:: Exercise ::
Within this material, state how many lines include the string "sample". Reply with the number only.

:: Data for the task ::
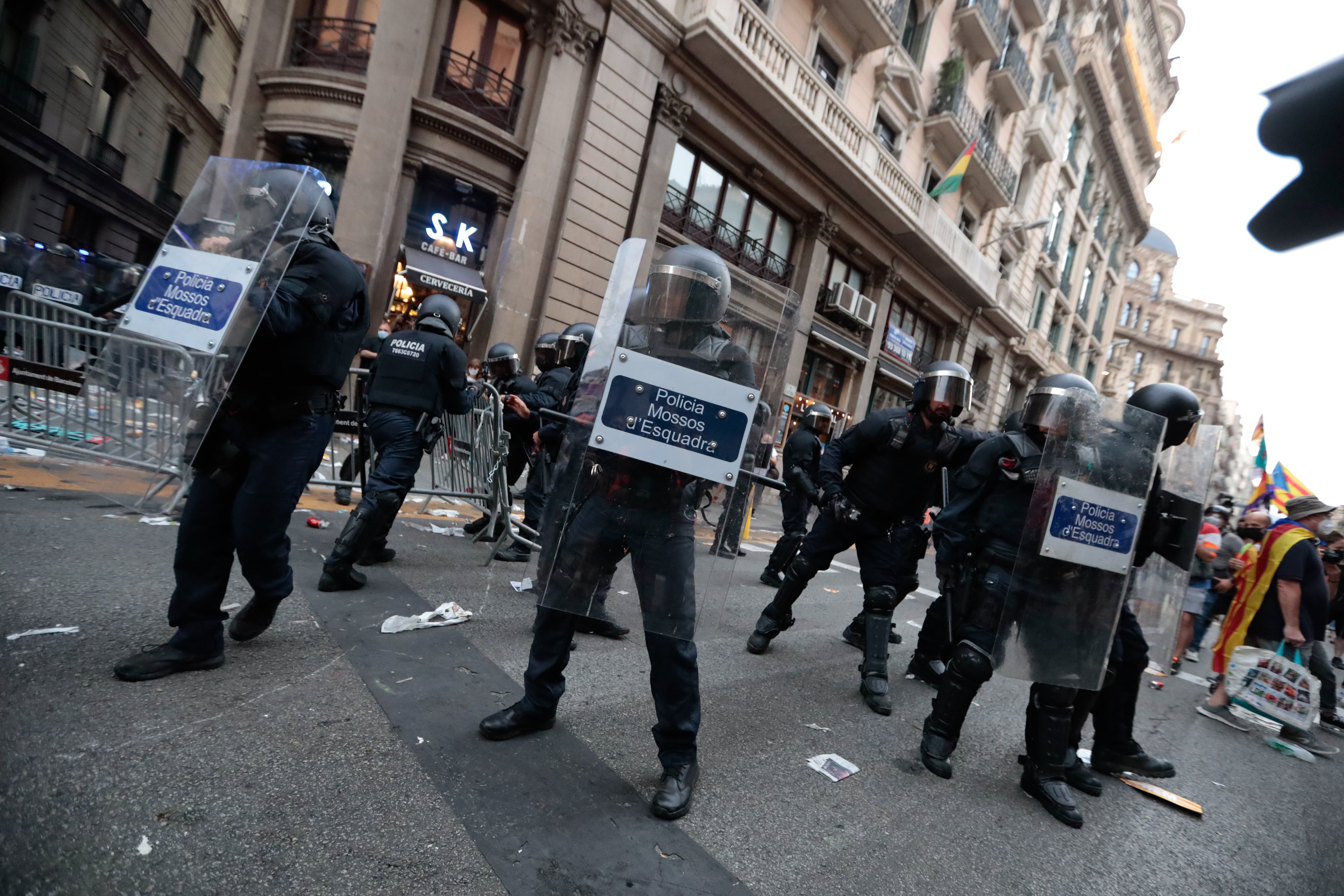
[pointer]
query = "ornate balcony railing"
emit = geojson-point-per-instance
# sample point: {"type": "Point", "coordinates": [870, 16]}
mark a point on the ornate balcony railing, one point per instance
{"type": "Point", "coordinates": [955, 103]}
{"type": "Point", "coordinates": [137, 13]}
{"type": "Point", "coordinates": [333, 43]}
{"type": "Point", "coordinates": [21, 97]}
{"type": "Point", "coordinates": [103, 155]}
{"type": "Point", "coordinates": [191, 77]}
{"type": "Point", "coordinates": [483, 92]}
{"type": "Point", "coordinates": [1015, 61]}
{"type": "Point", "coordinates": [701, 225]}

---

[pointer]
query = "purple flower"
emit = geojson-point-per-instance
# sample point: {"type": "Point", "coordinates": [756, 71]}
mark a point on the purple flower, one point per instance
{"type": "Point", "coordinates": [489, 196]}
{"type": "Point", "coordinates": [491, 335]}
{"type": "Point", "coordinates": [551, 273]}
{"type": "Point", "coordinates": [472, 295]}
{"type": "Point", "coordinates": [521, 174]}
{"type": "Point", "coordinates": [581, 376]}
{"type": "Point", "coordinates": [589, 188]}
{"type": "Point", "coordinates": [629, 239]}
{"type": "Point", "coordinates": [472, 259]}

:: Exercise output ::
2